:: GIVEN PASSAGE ::
****************

Prince Harry recently spoke with Scotty’s Little Soldiers, a charity he’s been associated with for a long time, about the feelings he had after learning of the death of Princess Diana.
Harry revealed that it was his mother’s tragic death that inspired him to get involved with the charity. He has now been a global ambassador for the UK-based group which supports the children of soldiers who were killed in action, since November 2023.
“I was 12,” he said in conversation with the organisations founder Nikki Scott, the widow of Corporal Lee Scott, who was killed in Afghanistan in 2009. “You were an adult but it seems to be the same, which is you convince yourself that the person that you’ve lost wants you or you need to be sad for as long as possible to prove to them that they’re missed.”
“Then… there’s this realization of no, they must want me to be happy,” he added.

****************

:: RECORDED INFORMATION ::
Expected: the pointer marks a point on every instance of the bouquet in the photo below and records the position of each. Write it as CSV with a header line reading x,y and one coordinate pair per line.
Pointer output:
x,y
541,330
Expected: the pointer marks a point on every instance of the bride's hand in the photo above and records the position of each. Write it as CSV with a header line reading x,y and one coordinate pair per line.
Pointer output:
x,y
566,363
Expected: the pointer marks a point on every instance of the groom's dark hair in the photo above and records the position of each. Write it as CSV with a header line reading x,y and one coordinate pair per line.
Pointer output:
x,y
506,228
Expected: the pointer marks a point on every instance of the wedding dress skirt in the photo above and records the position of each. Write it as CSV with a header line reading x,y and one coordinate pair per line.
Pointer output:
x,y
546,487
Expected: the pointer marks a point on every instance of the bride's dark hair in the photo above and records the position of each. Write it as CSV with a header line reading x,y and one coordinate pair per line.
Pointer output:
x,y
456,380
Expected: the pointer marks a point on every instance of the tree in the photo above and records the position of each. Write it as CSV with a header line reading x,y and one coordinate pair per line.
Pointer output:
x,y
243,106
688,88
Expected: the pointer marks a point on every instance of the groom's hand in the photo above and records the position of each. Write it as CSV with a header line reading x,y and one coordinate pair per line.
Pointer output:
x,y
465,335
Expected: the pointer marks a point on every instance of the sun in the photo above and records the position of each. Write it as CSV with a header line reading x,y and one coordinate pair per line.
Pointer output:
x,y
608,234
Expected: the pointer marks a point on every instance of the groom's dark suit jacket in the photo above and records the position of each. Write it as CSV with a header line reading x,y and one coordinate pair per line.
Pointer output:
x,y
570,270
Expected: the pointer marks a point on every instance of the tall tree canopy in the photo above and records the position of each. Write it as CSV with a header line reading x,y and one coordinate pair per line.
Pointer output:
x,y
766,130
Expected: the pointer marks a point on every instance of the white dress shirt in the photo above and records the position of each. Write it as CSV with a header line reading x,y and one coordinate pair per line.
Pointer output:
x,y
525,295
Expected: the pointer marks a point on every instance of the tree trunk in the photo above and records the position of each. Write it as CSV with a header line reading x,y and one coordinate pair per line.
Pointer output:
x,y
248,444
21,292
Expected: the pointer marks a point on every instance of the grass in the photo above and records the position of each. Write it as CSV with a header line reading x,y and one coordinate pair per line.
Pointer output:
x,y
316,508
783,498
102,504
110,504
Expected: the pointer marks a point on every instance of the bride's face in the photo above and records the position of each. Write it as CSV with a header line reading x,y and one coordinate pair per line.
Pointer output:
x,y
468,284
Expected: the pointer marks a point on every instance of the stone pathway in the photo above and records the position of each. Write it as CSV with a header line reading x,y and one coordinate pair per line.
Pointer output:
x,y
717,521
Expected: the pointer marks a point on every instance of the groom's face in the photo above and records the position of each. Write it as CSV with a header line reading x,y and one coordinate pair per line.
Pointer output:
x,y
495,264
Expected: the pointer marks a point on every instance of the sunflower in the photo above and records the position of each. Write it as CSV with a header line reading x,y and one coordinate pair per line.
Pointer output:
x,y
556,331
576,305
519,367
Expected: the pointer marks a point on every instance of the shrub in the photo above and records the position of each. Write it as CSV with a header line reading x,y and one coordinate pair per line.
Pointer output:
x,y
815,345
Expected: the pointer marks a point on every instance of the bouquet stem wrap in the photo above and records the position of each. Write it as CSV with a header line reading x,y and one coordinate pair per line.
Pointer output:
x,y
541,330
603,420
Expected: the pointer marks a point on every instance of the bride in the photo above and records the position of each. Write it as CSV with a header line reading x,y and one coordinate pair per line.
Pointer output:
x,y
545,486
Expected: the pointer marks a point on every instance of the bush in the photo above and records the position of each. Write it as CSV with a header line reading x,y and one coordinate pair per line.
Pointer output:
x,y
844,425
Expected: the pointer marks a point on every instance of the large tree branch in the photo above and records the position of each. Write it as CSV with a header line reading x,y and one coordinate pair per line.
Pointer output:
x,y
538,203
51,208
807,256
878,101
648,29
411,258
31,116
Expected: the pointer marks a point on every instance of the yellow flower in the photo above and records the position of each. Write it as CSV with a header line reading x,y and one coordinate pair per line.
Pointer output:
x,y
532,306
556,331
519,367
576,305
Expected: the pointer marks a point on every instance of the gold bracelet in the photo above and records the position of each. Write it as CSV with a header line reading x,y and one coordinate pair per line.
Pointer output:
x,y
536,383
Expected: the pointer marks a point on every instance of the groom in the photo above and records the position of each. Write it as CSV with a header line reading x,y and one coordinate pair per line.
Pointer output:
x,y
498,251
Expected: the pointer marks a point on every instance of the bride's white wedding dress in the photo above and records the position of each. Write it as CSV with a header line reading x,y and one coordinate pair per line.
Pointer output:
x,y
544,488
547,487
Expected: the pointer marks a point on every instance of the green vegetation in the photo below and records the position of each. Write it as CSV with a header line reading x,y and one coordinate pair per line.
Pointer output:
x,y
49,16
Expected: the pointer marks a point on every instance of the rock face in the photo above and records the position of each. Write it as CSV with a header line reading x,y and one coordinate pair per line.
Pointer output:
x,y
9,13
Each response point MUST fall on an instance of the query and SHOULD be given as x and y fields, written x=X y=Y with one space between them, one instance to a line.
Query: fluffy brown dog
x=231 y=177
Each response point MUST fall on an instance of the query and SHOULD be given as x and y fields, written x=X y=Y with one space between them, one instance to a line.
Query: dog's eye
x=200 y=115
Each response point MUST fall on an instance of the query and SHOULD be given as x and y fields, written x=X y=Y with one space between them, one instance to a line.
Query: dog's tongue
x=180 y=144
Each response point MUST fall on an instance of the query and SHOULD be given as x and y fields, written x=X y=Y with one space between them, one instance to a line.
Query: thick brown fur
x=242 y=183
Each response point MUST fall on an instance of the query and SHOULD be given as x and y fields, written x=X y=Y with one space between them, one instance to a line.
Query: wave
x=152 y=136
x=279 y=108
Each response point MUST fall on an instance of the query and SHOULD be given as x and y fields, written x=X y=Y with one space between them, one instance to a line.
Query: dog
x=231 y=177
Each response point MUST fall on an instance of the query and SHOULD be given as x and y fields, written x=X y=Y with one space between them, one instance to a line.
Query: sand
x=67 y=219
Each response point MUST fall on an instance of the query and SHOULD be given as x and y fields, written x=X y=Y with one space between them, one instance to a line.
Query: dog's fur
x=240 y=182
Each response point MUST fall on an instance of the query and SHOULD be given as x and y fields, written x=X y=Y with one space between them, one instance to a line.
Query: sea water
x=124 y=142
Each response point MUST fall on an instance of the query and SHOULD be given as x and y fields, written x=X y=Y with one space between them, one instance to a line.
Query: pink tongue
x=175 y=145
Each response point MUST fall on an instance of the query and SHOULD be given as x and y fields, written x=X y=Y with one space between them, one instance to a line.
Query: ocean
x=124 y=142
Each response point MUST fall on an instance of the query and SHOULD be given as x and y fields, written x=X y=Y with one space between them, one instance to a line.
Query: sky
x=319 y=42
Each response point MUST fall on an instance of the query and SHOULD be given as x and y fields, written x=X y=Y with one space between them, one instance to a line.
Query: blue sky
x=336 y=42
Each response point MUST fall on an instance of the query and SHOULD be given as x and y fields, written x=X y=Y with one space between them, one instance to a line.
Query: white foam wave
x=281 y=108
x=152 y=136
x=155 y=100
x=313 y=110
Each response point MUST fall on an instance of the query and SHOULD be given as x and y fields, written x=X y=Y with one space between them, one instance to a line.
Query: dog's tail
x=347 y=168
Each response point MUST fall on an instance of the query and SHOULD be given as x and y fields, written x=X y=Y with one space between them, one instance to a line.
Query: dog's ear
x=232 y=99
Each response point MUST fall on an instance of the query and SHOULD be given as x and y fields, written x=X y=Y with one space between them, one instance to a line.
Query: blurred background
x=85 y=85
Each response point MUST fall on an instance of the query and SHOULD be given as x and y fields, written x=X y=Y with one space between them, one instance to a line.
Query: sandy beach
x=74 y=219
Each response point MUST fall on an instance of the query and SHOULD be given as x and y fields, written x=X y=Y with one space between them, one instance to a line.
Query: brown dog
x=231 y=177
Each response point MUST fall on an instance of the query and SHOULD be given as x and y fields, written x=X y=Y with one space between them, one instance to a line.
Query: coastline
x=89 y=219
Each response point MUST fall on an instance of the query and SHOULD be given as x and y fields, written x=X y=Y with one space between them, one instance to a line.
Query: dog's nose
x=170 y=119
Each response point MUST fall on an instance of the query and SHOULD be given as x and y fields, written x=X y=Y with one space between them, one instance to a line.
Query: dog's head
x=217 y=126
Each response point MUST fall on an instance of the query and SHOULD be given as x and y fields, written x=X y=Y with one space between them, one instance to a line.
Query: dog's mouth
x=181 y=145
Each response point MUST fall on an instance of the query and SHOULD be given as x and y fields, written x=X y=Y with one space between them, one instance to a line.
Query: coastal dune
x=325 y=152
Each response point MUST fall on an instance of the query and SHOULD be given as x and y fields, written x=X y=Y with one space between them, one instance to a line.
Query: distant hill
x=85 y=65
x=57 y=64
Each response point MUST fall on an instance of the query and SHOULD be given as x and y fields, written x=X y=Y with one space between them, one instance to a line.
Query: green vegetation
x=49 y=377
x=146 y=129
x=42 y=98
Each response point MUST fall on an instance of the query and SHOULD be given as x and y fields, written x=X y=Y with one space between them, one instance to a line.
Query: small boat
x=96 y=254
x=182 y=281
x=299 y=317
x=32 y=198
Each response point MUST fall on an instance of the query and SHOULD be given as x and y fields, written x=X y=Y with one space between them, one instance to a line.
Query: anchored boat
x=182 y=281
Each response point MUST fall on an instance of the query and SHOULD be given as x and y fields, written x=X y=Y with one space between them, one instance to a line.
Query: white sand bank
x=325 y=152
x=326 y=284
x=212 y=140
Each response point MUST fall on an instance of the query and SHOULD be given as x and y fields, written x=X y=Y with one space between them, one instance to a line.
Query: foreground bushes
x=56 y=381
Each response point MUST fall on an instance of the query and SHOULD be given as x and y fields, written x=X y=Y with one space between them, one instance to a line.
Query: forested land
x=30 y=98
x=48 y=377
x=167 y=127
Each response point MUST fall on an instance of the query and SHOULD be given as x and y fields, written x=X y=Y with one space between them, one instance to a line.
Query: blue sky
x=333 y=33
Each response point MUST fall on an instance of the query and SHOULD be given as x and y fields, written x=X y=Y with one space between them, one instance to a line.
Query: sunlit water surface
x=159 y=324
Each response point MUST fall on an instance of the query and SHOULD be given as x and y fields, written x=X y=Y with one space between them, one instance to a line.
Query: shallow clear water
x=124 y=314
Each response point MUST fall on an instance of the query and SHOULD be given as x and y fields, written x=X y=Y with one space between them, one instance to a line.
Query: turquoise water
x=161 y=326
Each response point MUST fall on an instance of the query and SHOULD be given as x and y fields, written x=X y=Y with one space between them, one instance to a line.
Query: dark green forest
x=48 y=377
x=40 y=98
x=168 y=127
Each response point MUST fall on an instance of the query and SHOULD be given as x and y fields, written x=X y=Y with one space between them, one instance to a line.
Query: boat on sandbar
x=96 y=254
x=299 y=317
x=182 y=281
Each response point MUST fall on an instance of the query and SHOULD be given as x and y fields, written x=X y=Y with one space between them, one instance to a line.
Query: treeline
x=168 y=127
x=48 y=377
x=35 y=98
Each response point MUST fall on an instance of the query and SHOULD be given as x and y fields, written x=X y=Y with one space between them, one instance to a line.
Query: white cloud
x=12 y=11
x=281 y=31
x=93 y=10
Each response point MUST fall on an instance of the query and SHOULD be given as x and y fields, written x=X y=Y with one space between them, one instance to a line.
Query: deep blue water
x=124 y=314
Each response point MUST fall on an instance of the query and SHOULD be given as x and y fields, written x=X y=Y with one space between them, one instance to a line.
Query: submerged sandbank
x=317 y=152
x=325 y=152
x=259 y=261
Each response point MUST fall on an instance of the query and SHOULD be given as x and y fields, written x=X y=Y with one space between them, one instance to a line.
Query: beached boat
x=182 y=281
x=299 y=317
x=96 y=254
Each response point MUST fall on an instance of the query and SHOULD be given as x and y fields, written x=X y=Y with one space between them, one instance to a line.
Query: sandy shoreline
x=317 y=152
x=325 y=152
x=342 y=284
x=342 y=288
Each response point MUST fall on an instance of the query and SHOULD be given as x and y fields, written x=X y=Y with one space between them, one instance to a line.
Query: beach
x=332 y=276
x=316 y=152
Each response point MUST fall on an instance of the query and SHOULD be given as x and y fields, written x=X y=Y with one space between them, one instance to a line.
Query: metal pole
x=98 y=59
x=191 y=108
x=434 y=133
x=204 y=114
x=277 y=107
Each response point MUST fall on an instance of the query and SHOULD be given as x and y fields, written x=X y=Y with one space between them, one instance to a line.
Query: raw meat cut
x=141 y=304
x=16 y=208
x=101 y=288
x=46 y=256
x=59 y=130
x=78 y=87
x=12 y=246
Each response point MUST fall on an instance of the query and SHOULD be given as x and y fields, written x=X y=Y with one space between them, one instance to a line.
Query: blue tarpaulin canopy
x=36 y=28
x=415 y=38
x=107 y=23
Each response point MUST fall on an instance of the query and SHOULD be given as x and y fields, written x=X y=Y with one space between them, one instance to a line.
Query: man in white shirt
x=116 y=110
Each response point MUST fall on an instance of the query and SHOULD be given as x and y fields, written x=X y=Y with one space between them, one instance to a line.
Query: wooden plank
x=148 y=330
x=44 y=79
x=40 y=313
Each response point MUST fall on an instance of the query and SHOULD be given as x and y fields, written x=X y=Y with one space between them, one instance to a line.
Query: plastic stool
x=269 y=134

****************

:: WHAT YOU SHOULD DO ::
According to the passage about Prince Harry, since when has he been a global ambassador for Scotty's Little Soldiers? The records play no part in this exercise.

:: ANSWER BELOW ::
Since November 2023.